# Ec/tds/ppm For Dummies!!! Big Help!!!



## PassionfortheGREEN (Mar 31, 2009)

Hi Guys -
EC/TDS METERS

I am about to explain some things about TDS meters for ther newbs or someone that just begginging and having trouble understanding the different ratios involved in reading EC/TDS...

I firmly believe beginners blame the nutrients when they blame "their" nutrients, A big example of a name brand that classified as being way weay to strong is advanced nutrients, which I find to be the best nutes out there, pricey, but very good...

Now about the ratios. .50 ppm, .64 ppm, and .70 ppm... 
The Hanna meters employ the .50 conversion ratio, however, the newer models, i believe the hanna 5 & 6 models, gives you the optioin of choosing/changing your own conversion, which is quite useful...

Regarding the .64 conversion ratrio, the eutech use this, whic I do not ilke, have had some problems with getting the "precise" measurements... since each .1 EC add 64 ppms to your nute strenght, get it yet? Hence the .64 ratio...

Lastly, the .70 ratio, which is truncheon meters... 

Remember how I mentioned advanced nutrients? Their nutrient calculator uses the .70 conversion ratio, if im not mistaken... Since "Their" 1400 ppm mark is 2.0 EC... (Now using the chart below I supplied, you can point this out)... So if your using .5 ratio, such as a hanna, 1000 ppm's on a hanna meter would actually be reading 1400 ppm on a truncheon, so if you want 1400 ppms following the nutrient calculator of advanced nutrient, you would want to mix 1000 ppm's to get the 1400 ppms suggested...
DONT MIX TO 1400 PPM'S ON A .5 RATIO (HANNA METER) TO MATCH, SINCE THIS WOULD ACTUALLY BE 1920 PPMS (2.8!!!! EC) ON THERE RATIO THEY USED TO MEASURE... SEE WHY PEOPLE SAY ADVANCED NUTRIENTS ARE SO STRONG, THEY MIX IT TO STRONG THEMSELVES... see the difference, but both meters, trucheon and hanna, are reading at 2.0 EC... but there at 1000 ppm and 1400 ppm, thers a big margin for errors and confusion, trust me, i know...

If you dont want to make any mistakes, id advise you use the EC option to measure your nute strength, since theres just EC's, and everybodys meter will read the same, 2.0 instead of being confusing such as the TDS option... But if you want to dot your T's, mmm, and be perfectionist , use TDS, just know what you are doing at what ratio...

- _DATASET EXTRACT_:
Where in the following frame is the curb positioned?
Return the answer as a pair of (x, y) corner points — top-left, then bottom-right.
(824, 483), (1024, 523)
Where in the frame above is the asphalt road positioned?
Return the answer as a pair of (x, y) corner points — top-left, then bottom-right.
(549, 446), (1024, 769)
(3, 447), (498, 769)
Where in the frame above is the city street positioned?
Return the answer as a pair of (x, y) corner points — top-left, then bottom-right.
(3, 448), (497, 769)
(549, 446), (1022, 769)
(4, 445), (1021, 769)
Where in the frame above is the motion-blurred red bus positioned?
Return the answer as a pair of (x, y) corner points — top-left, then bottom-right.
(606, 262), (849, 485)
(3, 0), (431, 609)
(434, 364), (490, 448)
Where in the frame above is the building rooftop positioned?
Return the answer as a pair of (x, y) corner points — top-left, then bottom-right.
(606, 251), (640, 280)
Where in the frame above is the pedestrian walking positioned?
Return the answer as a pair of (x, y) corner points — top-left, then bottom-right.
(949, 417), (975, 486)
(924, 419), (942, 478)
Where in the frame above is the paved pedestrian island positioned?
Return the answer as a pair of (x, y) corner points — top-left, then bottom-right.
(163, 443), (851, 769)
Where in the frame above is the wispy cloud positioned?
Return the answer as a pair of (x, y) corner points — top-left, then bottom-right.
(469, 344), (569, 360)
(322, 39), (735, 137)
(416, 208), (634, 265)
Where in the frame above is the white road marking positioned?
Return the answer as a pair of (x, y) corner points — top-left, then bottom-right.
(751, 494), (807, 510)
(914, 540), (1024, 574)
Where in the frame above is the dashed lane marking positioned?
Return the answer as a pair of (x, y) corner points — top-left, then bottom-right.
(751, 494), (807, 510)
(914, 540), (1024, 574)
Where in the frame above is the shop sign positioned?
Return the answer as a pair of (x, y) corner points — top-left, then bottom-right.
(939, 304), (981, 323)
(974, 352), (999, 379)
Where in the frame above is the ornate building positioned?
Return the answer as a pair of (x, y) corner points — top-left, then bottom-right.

- _PROBLEMS TO SOLVE_:
a: Do these statements agree with the forum post on EC/TDS meters? (i) Hanna meters use the .50 conversion ratio. (ii) The poster likes the eutech meters. (iii) The poster recommends the EC option for anyone who wants to avoid mistakes. Answer yes or no for each and quote the words from the post that decide it.
b: According to the forum post on EC/TDS meters, which conversion ratio do truncheon meters use?

- _SOLVED TASKS_:
a:
(i) Yes: "The Hanna meters employ the .50 conversion ratio"
(ii) No: "the eutech use this, whic I do not ilke"
(iii) Yes: "If you dont want to make any mistakes, id advise you use the EC option to measure your nute strength"

b: The .70 ratio.